→ Description of the task
Report every line in the entries below that contains the string "wall", copying each such line in full.
--- Start Materials provided ---
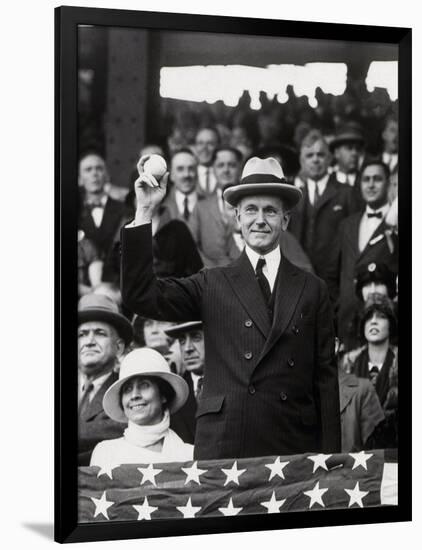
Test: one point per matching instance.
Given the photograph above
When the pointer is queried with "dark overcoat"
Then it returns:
(316, 227)
(95, 426)
(269, 388)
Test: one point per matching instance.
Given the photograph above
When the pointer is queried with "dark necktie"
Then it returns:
(186, 212)
(373, 374)
(207, 180)
(84, 403)
(262, 280)
(199, 386)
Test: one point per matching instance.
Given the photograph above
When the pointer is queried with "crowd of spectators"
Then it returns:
(343, 155)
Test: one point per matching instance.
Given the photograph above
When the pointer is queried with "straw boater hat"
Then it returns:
(143, 362)
(98, 307)
(263, 177)
(177, 330)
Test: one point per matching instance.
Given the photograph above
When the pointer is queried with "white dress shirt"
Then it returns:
(390, 159)
(202, 178)
(180, 201)
(369, 225)
(312, 184)
(272, 262)
(349, 179)
(97, 212)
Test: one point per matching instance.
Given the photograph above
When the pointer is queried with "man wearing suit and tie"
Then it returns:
(325, 203)
(103, 334)
(211, 223)
(363, 238)
(182, 198)
(270, 380)
(100, 215)
(191, 339)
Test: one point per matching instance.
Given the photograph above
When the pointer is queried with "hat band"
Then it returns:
(262, 178)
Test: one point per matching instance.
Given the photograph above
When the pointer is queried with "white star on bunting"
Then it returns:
(189, 511)
(319, 461)
(316, 495)
(230, 510)
(361, 459)
(276, 468)
(232, 474)
(356, 495)
(106, 470)
(101, 505)
(144, 510)
(273, 506)
(193, 473)
(148, 474)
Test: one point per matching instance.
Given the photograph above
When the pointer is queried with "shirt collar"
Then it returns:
(384, 209)
(321, 181)
(272, 257)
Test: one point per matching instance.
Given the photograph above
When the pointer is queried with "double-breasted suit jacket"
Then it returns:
(95, 426)
(315, 227)
(350, 260)
(268, 388)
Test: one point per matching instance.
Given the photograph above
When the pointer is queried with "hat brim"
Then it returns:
(290, 194)
(341, 140)
(119, 322)
(111, 400)
(177, 330)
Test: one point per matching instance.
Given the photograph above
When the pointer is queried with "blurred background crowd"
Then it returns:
(342, 152)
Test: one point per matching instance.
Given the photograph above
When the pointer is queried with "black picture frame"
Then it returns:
(67, 20)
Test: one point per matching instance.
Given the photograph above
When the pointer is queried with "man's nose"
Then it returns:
(188, 344)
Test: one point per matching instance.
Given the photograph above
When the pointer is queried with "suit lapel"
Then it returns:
(379, 232)
(289, 287)
(329, 192)
(352, 232)
(347, 388)
(242, 279)
(96, 405)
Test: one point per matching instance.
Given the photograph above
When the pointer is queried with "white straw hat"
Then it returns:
(143, 362)
(263, 177)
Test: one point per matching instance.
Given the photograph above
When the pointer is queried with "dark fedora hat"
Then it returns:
(375, 273)
(263, 177)
(380, 304)
(350, 133)
(98, 307)
(177, 330)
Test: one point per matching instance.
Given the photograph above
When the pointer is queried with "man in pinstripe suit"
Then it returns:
(270, 381)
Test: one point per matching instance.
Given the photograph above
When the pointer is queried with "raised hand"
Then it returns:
(150, 191)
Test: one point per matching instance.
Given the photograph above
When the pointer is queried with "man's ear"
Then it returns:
(120, 345)
(285, 220)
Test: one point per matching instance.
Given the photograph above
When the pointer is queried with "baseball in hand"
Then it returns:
(155, 166)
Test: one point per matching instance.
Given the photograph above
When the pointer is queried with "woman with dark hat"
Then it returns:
(377, 361)
(144, 397)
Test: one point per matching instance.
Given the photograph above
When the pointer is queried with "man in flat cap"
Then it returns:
(191, 339)
(270, 380)
(103, 334)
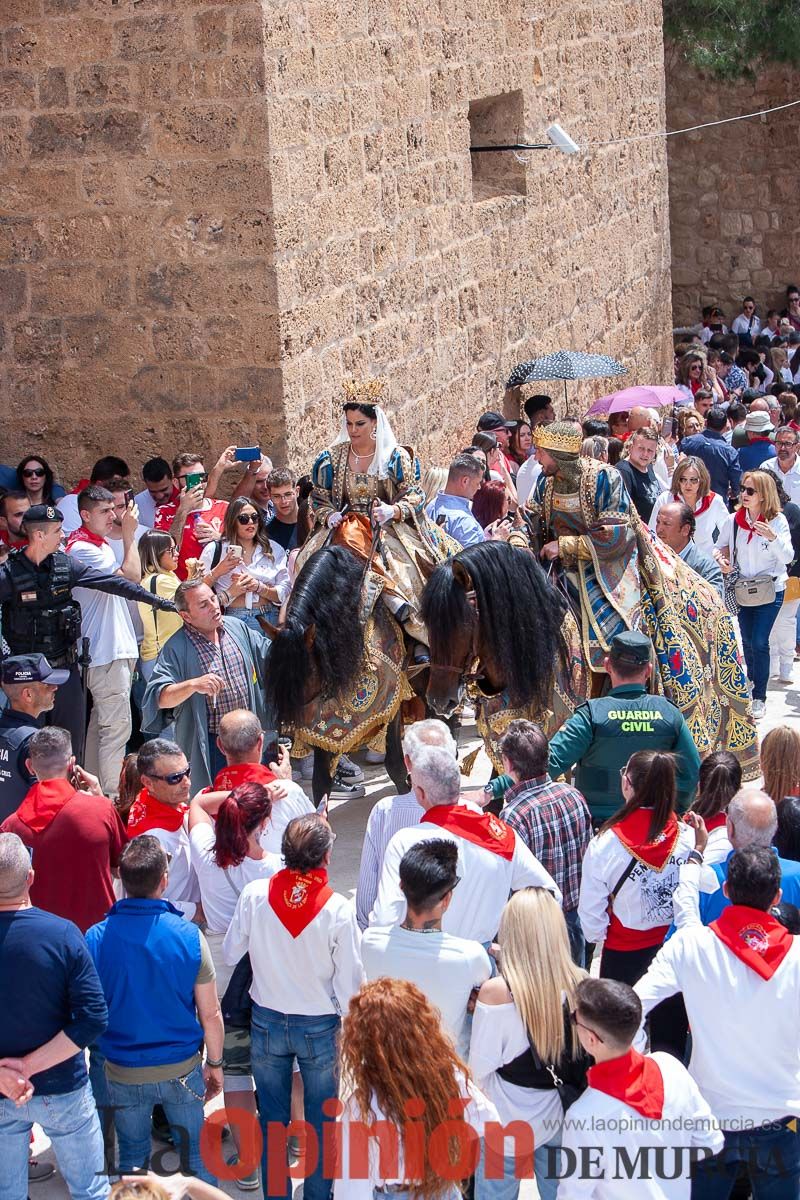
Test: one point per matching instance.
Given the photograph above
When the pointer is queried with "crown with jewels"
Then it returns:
(560, 436)
(362, 391)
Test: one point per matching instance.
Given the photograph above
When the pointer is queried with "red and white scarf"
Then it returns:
(43, 803)
(756, 937)
(146, 813)
(298, 897)
(481, 828)
(632, 832)
(635, 1079)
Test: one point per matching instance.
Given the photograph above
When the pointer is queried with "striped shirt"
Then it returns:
(555, 825)
(222, 658)
(390, 815)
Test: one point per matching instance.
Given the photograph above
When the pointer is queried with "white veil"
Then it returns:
(385, 443)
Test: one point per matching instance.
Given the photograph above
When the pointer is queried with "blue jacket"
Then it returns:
(148, 958)
(721, 460)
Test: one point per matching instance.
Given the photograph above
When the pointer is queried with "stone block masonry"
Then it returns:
(733, 191)
(210, 213)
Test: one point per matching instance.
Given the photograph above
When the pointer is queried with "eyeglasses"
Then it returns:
(573, 1020)
(174, 777)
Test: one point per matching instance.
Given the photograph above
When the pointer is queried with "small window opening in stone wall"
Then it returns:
(497, 120)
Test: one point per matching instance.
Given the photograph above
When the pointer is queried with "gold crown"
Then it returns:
(561, 436)
(362, 391)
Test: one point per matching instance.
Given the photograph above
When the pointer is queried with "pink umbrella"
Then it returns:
(636, 397)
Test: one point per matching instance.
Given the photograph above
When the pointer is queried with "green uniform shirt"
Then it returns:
(602, 735)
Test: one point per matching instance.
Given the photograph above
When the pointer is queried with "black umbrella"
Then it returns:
(565, 365)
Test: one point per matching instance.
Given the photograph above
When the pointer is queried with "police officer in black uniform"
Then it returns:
(40, 616)
(29, 683)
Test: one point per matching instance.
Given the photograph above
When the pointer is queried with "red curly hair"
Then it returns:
(394, 1050)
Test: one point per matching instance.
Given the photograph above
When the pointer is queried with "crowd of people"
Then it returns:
(584, 969)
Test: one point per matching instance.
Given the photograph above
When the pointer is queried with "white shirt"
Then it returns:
(745, 1030)
(498, 1038)
(446, 969)
(312, 975)
(268, 570)
(296, 804)
(709, 526)
(743, 324)
(220, 889)
(618, 1134)
(759, 556)
(527, 478)
(348, 1186)
(106, 618)
(789, 479)
(389, 815)
(68, 509)
(644, 900)
(486, 882)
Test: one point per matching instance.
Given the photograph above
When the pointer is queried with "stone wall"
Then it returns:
(209, 214)
(733, 191)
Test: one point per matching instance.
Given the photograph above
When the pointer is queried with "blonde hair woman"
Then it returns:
(758, 541)
(522, 1036)
(781, 762)
(691, 483)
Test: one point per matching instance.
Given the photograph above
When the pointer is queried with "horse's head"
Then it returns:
(450, 612)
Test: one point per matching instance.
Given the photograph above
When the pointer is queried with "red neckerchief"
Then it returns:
(146, 813)
(744, 522)
(84, 534)
(756, 937)
(481, 828)
(702, 505)
(632, 832)
(242, 773)
(635, 1079)
(43, 802)
(298, 897)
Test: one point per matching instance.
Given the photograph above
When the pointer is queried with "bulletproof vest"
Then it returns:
(42, 617)
(13, 787)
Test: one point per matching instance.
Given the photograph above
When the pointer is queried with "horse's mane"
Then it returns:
(326, 597)
(521, 617)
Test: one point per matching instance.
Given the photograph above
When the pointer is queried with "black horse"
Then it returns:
(318, 655)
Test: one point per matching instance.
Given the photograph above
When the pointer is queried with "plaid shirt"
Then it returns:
(554, 822)
(223, 659)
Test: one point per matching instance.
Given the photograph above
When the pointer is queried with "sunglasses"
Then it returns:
(174, 777)
(573, 1020)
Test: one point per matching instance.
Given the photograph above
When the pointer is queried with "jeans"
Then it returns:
(277, 1039)
(182, 1101)
(756, 625)
(773, 1158)
(547, 1167)
(783, 640)
(577, 941)
(71, 1123)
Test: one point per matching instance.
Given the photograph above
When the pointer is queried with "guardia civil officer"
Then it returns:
(41, 617)
(602, 735)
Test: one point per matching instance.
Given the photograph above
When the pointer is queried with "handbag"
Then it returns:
(758, 589)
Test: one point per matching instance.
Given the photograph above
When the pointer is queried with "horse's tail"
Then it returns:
(288, 667)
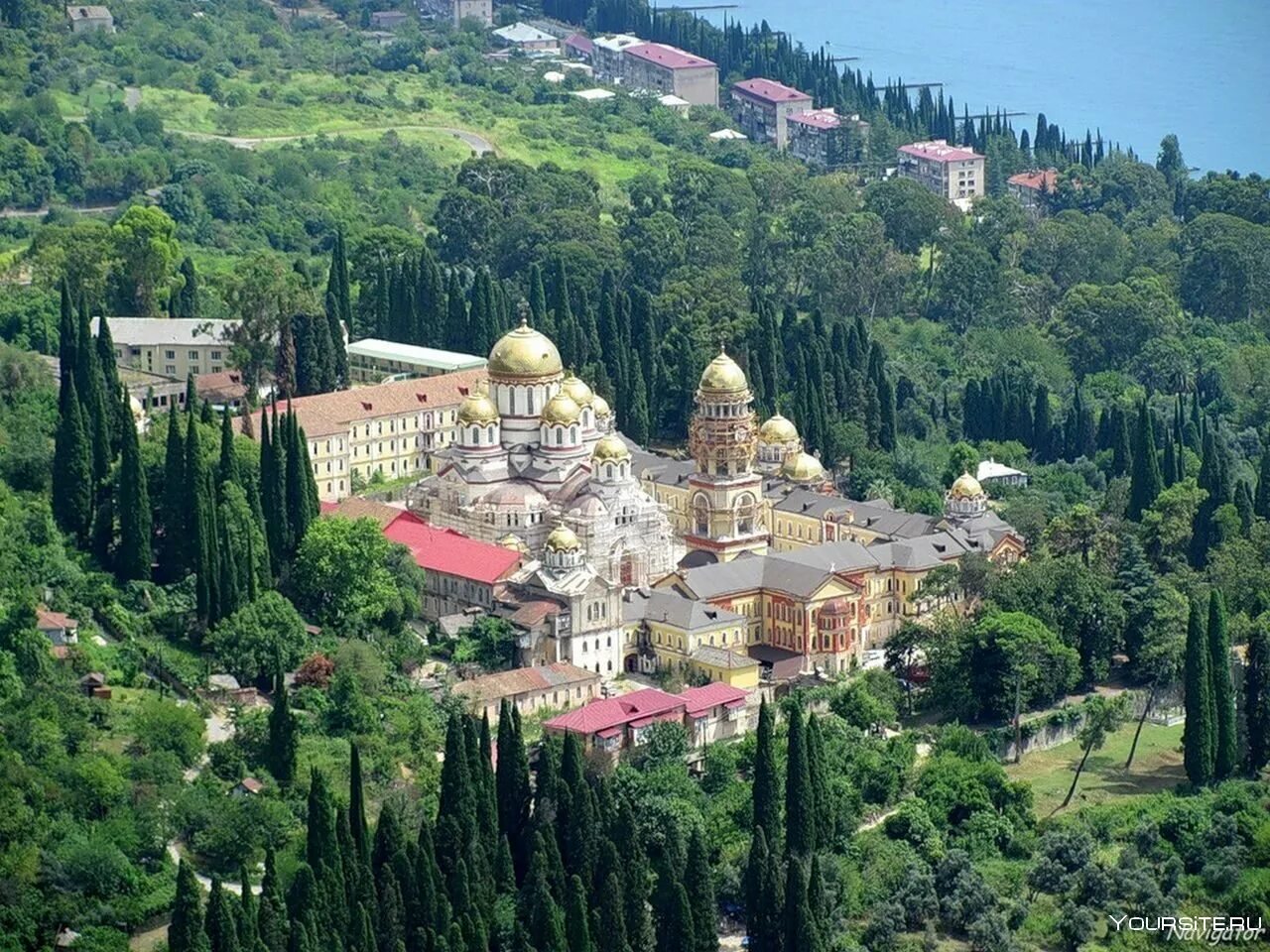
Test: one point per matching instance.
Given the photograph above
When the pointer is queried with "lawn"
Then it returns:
(1157, 766)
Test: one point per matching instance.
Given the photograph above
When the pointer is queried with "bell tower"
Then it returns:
(725, 493)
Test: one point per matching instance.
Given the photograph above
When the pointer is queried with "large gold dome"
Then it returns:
(563, 539)
(610, 447)
(477, 408)
(562, 409)
(778, 429)
(722, 376)
(965, 488)
(578, 390)
(525, 353)
(802, 467)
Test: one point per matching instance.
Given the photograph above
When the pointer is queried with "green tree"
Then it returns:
(1225, 751)
(1199, 739)
(145, 243)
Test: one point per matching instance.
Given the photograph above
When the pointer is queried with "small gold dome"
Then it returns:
(562, 411)
(965, 488)
(578, 390)
(802, 467)
(563, 539)
(477, 408)
(722, 376)
(778, 429)
(524, 353)
(610, 447)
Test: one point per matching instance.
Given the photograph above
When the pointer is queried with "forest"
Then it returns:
(1114, 345)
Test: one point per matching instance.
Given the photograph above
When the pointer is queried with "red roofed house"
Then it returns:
(761, 107)
(667, 68)
(460, 570)
(59, 629)
(529, 689)
(1029, 188)
(579, 48)
(951, 172)
(826, 140)
(616, 724)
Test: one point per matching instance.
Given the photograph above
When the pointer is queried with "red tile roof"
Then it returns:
(668, 56)
(712, 694)
(771, 91)
(940, 151)
(451, 552)
(1046, 179)
(612, 712)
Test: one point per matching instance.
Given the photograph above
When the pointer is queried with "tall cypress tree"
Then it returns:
(1256, 693)
(1147, 481)
(135, 556)
(186, 932)
(1227, 751)
(801, 816)
(1199, 739)
(72, 465)
(767, 782)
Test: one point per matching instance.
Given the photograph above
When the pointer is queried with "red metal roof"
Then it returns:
(1037, 180)
(451, 552)
(668, 56)
(940, 151)
(698, 699)
(771, 91)
(611, 712)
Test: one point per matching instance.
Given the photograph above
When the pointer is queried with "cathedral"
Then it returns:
(535, 451)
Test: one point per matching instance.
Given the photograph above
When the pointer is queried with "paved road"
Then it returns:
(479, 144)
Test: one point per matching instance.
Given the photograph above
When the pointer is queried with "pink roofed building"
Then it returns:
(953, 173)
(761, 108)
(670, 70)
(707, 714)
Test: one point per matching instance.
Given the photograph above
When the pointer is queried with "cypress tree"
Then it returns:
(1256, 692)
(134, 557)
(284, 737)
(1227, 751)
(72, 465)
(698, 881)
(1199, 739)
(801, 815)
(1146, 483)
(767, 782)
(1261, 504)
(186, 932)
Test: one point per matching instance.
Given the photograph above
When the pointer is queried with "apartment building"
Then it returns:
(171, 347)
(385, 431)
(373, 361)
(825, 140)
(951, 172)
(761, 108)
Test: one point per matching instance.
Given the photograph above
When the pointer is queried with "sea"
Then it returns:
(1134, 70)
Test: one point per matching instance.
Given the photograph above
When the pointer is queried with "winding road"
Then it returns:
(479, 144)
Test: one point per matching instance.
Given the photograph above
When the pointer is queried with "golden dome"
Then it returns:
--- End Materials provided ---
→ Worked answer
When the pointer is queried with "small window opening in stone wall"
When the pointer is queried with "stone wall"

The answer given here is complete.